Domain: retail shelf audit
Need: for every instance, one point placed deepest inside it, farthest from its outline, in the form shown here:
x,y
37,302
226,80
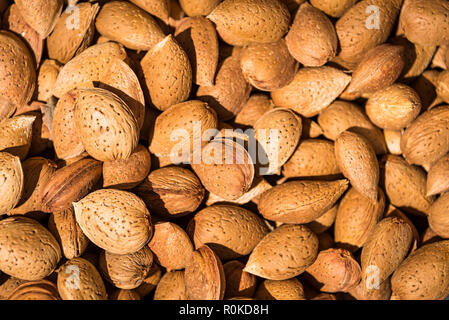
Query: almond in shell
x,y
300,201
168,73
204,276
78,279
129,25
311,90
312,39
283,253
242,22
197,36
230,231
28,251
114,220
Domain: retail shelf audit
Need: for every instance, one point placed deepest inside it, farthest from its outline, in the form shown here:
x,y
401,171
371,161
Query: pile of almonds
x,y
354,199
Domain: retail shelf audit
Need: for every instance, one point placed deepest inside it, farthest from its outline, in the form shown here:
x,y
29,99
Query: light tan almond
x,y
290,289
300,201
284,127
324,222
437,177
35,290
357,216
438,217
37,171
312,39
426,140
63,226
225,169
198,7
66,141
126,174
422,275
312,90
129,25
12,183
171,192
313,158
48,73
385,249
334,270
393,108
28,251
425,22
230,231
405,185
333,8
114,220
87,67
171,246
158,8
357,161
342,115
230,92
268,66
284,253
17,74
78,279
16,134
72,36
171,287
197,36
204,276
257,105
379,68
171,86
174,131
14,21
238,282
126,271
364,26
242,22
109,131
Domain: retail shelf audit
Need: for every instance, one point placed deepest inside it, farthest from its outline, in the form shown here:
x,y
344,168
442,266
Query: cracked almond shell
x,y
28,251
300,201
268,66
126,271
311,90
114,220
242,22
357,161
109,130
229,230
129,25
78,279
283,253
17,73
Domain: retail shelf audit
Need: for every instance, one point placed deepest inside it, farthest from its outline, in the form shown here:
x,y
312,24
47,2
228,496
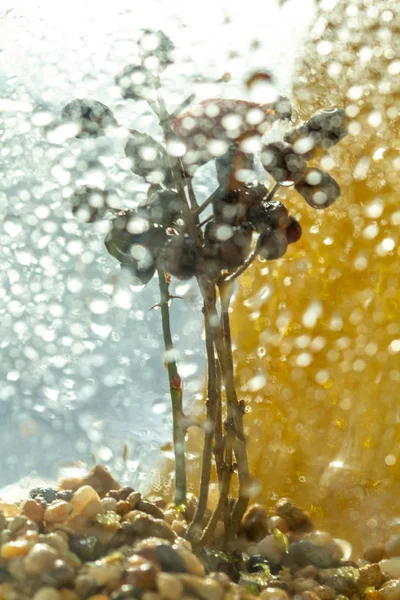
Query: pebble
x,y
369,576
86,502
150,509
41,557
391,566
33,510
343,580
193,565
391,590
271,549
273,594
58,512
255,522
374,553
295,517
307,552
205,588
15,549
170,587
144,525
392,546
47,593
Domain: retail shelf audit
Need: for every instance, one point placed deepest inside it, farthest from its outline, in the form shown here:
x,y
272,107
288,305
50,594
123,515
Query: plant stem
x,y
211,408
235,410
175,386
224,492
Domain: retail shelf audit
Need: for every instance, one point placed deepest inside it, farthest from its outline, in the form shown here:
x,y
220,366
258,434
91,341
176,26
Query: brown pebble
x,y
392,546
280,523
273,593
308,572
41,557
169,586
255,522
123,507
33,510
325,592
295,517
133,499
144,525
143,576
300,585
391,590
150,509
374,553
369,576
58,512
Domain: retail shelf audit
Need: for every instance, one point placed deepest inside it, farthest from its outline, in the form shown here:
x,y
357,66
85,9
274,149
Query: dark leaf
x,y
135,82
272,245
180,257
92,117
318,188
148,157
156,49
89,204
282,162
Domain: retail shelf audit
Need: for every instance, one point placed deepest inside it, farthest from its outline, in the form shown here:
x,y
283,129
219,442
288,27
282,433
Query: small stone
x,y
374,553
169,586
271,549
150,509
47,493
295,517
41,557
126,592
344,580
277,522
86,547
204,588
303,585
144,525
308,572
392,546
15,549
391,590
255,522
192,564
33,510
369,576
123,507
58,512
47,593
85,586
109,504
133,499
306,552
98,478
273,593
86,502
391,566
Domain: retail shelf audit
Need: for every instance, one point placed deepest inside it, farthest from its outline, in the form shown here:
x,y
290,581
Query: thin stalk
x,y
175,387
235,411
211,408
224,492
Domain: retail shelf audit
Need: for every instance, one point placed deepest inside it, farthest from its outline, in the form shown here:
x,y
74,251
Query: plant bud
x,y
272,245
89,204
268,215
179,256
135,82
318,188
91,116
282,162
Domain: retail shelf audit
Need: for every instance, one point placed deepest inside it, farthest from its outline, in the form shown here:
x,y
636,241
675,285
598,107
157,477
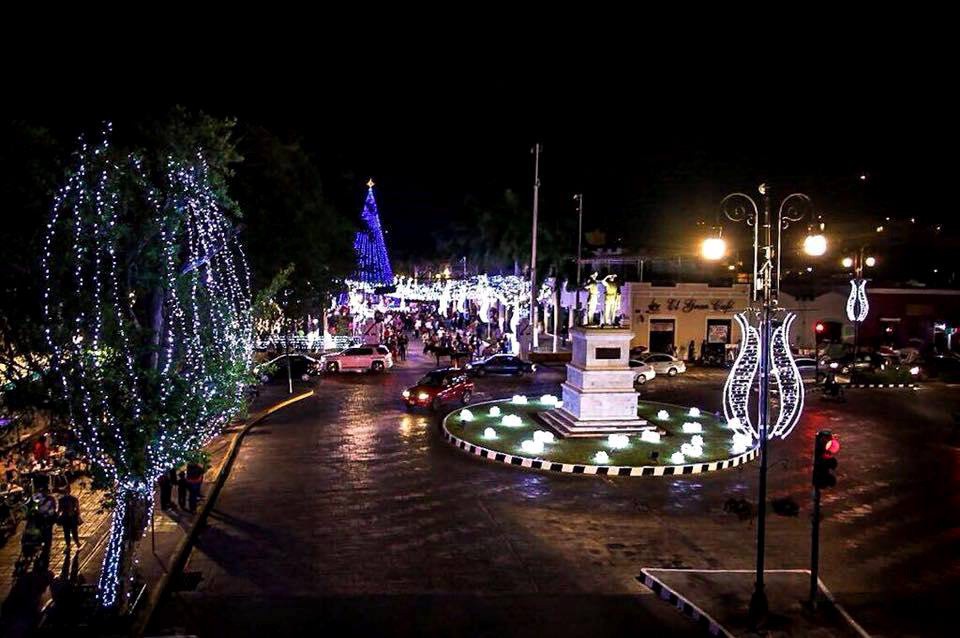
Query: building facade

┄┄┄┄┄┄

**WHAT YOU WILL DO:**
Copy out each line exactly, without the pictures.

**RESULT:**
Domain: retail shelf audit
Need: for every instance, one point placed deepest inside it, farthest from its outline, in the form shown here:
x,y
37,302
226,80
Query: almond in shell
x,y
300,201
168,73
204,276
78,279
129,25
311,90
312,39
283,253
242,22
197,36
230,231
28,251
114,220
Domain: retail shelf audit
Need: for every instance, one point placed deepest inside it, farthest from its outline, in the form shown here:
x,y
401,171
371,161
Query: pile of almonds
x,y
354,199
Domain: retail shelf audit
Need: for every instance, one point placed deepest inside it, farthest from its outline, in the form shown here:
x,y
29,99
Query: light tan almond
x,y
290,289
300,201
284,127
324,222
437,177
35,290
357,216
438,217
37,171
312,39
426,140
63,226
225,169
198,7
66,141
126,174
422,275
312,90
129,25
12,183
171,192
313,158
48,73
385,249
334,270
393,108
28,251
425,22
230,231
405,185
333,8
114,220
87,67
171,246
158,8
357,161
342,115
230,92
268,66
284,253
17,74
78,279
16,134
72,36
171,287
197,36
204,276
257,105
379,68
171,86
174,131
14,21
238,282
126,271
364,26
242,22
109,131
Domain: retail shelf audit
Need: for every instance, one point placed deepest inside it, farthest from its outline, in the form shown here:
x,y
344,168
442,266
Query: cracked almond shell
x,y
28,251
300,201
268,66
126,271
311,90
114,220
242,22
357,161
109,130
229,230
129,25
78,279
283,253
17,73
Domain: retail shelf audit
Need: for every instance, one point placed deepest inside it, farthest from its outline, in the form shown here:
x,y
312,24
47,2
228,496
Query: pebble
x,y
369,576
86,502
150,509
41,557
391,566
33,510
343,580
193,565
391,590
271,549
273,594
58,512
255,522
374,553
295,517
307,552
205,588
15,549
170,587
144,525
392,546
47,593
Domain: retail shelf audit
Need: for every instance, one point placed deepest inside it, farthest from its outline, in the form shown here:
x,y
272,107
288,305
50,594
123,515
Query: plant stem
x,y
211,408
235,410
175,386
224,492
Domain: retail shelf audit
Need: for every instance, one point placed deepest inside it, farthest from its outline, in the form shown here:
x,y
220,366
258,434
91,341
176,26
Query: brown pebble
x,y
392,546
280,523
273,593
308,572
41,557
169,586
255,522
123,507
33,510
325,592
295,517
133,499
144,525
143,576
300,585
391,590
150,509
374,553
369,576
58,512
Domain: retail shelf audit
Need: for every instance, one point placed deepest inside it, farthest from its outline, in the form shown here:
x,y
357,66
85,9
274,149
Query: dark leaf
x,y
135,82
272,245
180,257
92,117
318,188
148,157
156,49
89,204
282,162
Domain: retail shelf audit
Need: for every instance, one point placed deepest inside it, farthest from its outline, in the form shown here:
x,y
283,129
219,442
288,27
282,433
Query: small stone
x,y
374,553
169,586
271,549
150,509
47,493
295,517
41,557
126,592
344,580
277,522
86,547
204,588
303,585
144,525
308,572
392,546
15,549
391,590
255,522
192,564
33,510
369,576
123,507
58,512
47,593
85,586
109,504
133,499
306,552
98,478
273,593
86,502
391,566
Domain: retail shelf audit
Need: for every instance, one point placed deepest inside it, farthest from its outline, in the form shown here:
x,y
290,581
Query: thin stalk
x,y
175,387
235,411
211,408
224,492
Domain: retail shelf audit
Need: for every instance, one point placed deepest inside it, farthest from its outline, in the form shown here:
x,y
74,251
Query: plant bud
x,y
272,245
89,204
268,215
179,256
135,82
318,188
91,116
282,162
Domain: retail shelf audit
Need: for every instance, one point placed deepest inside it, farthest from its outline, in the form shown here:
x,y
636,241
675,285
598,107
157,477
Query: building facade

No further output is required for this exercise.